What the task asks>
Reproduce all of the material below word for word, keeping every line unchanged.

==========

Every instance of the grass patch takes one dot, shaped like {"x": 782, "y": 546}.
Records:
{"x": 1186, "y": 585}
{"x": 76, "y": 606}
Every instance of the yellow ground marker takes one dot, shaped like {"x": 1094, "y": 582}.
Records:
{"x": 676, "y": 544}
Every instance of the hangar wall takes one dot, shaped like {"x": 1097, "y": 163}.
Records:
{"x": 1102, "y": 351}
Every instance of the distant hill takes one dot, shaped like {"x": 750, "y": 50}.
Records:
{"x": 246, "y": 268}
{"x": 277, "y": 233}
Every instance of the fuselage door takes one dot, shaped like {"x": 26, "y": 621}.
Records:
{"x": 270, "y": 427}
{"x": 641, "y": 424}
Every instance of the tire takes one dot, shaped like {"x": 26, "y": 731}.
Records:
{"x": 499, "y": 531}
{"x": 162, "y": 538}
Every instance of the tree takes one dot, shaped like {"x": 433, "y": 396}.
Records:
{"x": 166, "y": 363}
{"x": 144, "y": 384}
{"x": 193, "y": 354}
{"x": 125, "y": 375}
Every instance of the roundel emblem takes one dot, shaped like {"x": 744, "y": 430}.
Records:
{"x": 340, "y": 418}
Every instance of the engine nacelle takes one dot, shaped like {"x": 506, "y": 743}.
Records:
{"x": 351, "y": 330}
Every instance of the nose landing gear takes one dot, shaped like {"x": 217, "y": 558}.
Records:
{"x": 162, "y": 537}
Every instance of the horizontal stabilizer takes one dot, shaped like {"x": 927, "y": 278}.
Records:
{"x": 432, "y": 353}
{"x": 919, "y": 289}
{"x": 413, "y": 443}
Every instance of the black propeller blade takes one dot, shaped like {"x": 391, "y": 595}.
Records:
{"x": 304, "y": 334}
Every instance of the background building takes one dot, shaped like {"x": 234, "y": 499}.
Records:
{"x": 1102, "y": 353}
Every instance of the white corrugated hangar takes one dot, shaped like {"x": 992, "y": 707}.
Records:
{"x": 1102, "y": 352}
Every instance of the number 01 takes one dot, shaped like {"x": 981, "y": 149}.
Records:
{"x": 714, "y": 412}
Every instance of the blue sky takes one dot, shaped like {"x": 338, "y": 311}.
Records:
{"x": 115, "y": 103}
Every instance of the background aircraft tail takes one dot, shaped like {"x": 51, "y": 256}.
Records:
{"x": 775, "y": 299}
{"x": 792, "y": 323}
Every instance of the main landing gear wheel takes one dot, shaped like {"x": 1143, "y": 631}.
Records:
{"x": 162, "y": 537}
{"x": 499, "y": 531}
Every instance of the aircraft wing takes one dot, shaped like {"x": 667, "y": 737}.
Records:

==========

Result>
Every instance of the grass patch takes one dot, shaped like {"x": 782, "y": 546}.
Records:
{"x": 1186, "y": 585}
{"x": 76, "y": 606}
Every instance of the yellow ground marker takes one dot, shaped like {"x": 1094, "y": 582}.
Records:
{"x": 676, "y": 544}
Every instance of the hangar wall takes one dot, shaped like {"x": 1097, "y": 163}.
Records:
{"x": 1102, "y": 351}
Every instance of the distant hill takes one dot, shaped like {"x": 750, "y": 50}.
Records:
{"x": 246, "y": 268}
{"x": 277, "y": 233}
Every instance of the fuselage door takes one dot, shaped like {"x": 26, "y": 621}.
Records:
{"x": 270, "y": 427}
{"x": 641, "y": 424}
Every instance of the tire takes one dot, shaped like {"x": 26, "y": 731}.
Records:
{"x": 499, "y": 531}
{"x": 162, "y": 538}
Every instance of the tree takes one dot, shaped like {"x": 433, "y": 396}.
Records:
{"x": 166, "y": 363}
{"x": 144, "y": 384}
{"x": 193, "y": 354}
{"x": 125, "y": 375}
Every instance of the roundel emblem takes one dot, shaped like {"x": 744, "y": 430}.
Records:
{"x": 340, "y": 418}
Every instance of the engine nacelle takes one dot, shaped like {"x": 506, "y": 743}.
Records:
{"x": 351, "y": 330}
Every instance of the nose landing gear takes one dot, shaped like {"x": 217, "y": 558}.
Records:
{"x": 162, "y": 537}
Every instance of the horizontal stabilizer takes one dot, shaped like {"x": 927, "y": 278}.
Records:
{"x": 432, "y": 353}
{"x": 919, "y": 289}
{"x": 413, "y": 443}
Every instance of the black propeller blade takes one dot, shaped like {"x": 391, "y": 595}.
Records:
{"x": 304, "y": 334}
Every instance of the background building takes one dot, shaped like {"x": 234, "y": 499}.
Records:
{"x": 1102, "y": 353}
Every instance of the white corrugated hangar takes one dot, shaped like {"x": 992, "y": 707}.
Records:
{"x": 1102, "y": 352}
Every instance of the number 01 takes one dot, shaped like {"x": 981, "y": 149}.
Records:
{"x": 714, "y": 412}
Every instance of the blue sky takes one dot, shaped like {"x": 338, "y": 311}.
Records:
{"x": 115, "y": 103}
Every instance of the background aircraft tail takes one dot, shaped like {"x": 51, "y": 256}.
Records:
{"x": 775, "y": 299}
{"x": 792, "y": 323}
Every instance of the main landing gear wheel takes one dot, shaped like {"x": 1143, "y": 631}.
Records:
{"x": 162, "y": 537}
{"x": 499, "y": 531}
Every instance of the aircraft wing takes one dot, shaped like {"x": 667, "y": 737}.
Records:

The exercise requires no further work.